Prompt:
Could you copy out every line of the items below word for word, changing nothing?
--- START OF Input for this task ---
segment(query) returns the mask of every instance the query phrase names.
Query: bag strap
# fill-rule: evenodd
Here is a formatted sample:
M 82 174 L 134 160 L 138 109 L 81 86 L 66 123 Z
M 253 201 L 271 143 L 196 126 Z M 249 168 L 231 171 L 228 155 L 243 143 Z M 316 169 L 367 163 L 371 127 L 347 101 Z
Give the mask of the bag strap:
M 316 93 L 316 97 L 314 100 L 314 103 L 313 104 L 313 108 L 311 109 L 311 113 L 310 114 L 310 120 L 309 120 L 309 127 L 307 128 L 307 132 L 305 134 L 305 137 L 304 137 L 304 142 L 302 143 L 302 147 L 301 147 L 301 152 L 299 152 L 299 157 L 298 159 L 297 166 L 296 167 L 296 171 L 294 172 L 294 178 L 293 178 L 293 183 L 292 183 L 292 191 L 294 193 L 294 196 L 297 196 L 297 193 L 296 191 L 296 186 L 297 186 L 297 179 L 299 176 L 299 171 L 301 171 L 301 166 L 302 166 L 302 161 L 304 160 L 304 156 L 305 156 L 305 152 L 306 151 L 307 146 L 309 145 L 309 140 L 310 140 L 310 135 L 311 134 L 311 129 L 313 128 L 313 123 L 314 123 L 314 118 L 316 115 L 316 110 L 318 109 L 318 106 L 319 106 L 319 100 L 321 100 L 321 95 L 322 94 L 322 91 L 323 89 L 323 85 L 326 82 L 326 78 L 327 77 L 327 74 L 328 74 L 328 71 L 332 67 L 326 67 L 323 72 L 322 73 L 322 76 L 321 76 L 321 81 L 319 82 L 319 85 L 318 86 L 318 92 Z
--- END OF Input for this task ---
The solution:
segment(query) returns the mask of every instance the query phrase names.
Query: bag strap
# fill-rule: evenodd
Here is a formatted sample:
M 82 174 L 134 160 L 138 109 L 81 86 L 66 123 Z
M 253 201 L 271 143 L 196 126 Z M 249 168 L 231 171 L 228 155 L 243 143 Z M 316 169 L 367 163 L 371 127 L 347 101 Z
Give the mask of the bag strap:
M 316 93 L 316 97 L 314 100 L 314 103 L 313 104 L 313 108 L 311 109 L 311 113 L 310 114 L 310 120 L 309 120 L 309 127 L 307 128 L 307 132 L 305 134 L 305 137 L 304 137 L 304 142 L 302 143 L 302 147 L 301 147 L 301 152 L 299 152 L 299 157 L 298 159 L 297 166 L 296 167 L 296 171 L 294 172 L 294 178 L 293 178 L 293 183 L 292 183 L 292 191 L 294 193 L 294 196 L 297 196 L 297 193 L 296 191 L 296 186 L 297 186 L 297 179 L 299 176 L 299 171 L 301 171 L 301 166 L 302 166 L 302 161 L 304 160 L 304 156 L 305 156 L 305 152 L 306 151 L 307 146 L 309 145 L 309 140 L 310 140 L 310 135 L 311 134 L 311 129 L 313 128 L 313 123 L 314 123 L 314 118 L 316 115 L 316 110 L 318 109 L 318 106 L 319 106 L 319 100 L 321 100 L 321 95 L 322 94 L 322 91 L 323 89 L 323 85 L 326 82 L 326 78 L 327 77 L 327 74 L 328 74 L 328 71 L 332 67 L 326 67 L 323 72 L 322 73 L 322 76 L 321 76 L 321 81 L 319 82 L 319 85 L 318 86 L 318 92 Z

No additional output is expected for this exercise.